* BEGIN Records provided *

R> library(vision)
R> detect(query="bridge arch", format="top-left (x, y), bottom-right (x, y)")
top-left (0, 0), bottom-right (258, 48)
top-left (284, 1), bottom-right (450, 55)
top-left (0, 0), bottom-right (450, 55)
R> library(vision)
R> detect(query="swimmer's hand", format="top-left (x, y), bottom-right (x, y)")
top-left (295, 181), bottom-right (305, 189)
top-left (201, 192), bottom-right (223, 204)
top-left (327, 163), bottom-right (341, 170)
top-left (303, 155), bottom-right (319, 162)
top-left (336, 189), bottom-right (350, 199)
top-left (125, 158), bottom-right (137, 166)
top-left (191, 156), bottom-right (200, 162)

* END Records provided *

What is expected:
Can you repeat the lines above verbatim, all of them from start to finish?

Solution to this exercise:
R> library(vision)
R> detect(query="bridge arch", format="top-left (x, y), bottom-right (x, y)")
top-left (0, 0), bottom-right (258, 48)
top-left (284, 1), bottom-right (450, 55)
top-left (0, 0), bottom-right (450, 55)
R> library(vision)
R> detect(query="swimmer's hand", format="top-left (x, y), bottom-right (x, y)")
top-left (295, 181), bottom-right (305, 189)
top-left (201, 192), bottom-right (223, 204)
top-left (327, 163), bottom-right (341, 170)
top-left (303, 155), bottom-right (319, 162)
top-left (336, 189), bottom-right (350, 199)
top-left (125, 158), bottom-right (137, 166)
top-left (191, 156), bottom-right (200, 162)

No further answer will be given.